"""

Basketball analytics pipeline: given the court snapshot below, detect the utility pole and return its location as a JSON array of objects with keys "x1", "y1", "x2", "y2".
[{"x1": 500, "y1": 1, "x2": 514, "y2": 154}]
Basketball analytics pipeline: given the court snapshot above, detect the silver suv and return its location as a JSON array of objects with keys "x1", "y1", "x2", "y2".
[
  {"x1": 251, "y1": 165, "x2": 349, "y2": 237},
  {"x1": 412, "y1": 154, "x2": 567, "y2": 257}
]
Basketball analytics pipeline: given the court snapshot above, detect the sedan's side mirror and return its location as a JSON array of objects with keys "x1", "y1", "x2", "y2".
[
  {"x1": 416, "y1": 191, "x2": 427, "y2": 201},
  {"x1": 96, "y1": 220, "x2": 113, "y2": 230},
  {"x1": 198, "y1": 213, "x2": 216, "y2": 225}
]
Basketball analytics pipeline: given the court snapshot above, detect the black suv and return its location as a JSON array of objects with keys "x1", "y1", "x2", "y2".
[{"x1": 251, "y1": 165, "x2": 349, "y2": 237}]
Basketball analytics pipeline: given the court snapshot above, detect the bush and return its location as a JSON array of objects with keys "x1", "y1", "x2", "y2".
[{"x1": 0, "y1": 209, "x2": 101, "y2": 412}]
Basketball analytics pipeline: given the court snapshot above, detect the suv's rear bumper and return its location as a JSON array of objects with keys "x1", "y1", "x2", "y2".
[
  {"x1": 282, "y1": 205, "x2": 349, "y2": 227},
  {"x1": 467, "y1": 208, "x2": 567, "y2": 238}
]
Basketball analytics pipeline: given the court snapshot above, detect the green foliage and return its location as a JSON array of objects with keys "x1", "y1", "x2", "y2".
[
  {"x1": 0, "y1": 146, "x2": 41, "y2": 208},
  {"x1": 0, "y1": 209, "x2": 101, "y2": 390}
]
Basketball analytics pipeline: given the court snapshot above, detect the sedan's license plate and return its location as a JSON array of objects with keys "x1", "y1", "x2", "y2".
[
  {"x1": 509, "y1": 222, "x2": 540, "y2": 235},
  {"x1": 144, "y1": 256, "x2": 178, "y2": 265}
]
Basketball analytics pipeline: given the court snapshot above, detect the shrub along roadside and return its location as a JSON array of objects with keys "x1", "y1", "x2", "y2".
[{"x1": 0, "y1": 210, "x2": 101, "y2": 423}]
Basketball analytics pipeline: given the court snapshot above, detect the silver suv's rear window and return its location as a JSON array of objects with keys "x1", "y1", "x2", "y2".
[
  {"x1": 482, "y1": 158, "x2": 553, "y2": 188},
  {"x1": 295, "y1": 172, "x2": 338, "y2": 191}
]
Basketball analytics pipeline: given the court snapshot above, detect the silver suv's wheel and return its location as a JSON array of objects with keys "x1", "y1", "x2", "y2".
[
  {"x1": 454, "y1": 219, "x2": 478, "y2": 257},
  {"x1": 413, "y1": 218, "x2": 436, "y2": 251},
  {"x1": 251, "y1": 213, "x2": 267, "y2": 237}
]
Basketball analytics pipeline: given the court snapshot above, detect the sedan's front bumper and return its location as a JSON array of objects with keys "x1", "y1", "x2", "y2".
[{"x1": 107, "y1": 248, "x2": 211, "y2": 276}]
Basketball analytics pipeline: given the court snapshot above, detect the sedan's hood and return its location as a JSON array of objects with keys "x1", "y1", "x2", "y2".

"""

Work to complete: Rewrite the records from the line with "the sedan's front" up to and including the end of the records, replacing "sedan's" with "car's" and leaving everything else unchanged.

Exercise solution:
Basketball analytics pipeline: given the court snapshot above, detect the car's front bumper and return its location as a JSON array of objects with keys "x1", "y1", "x2", "y2".
[{"x1": 107, "y1": 248, "x2": 211, "y2": 276}]
Basketball analytics pipeline: given the court snapshot above, detect the car's hood and return its location as a JSON array of objects with keys "x1", "y1", "x2", "y2".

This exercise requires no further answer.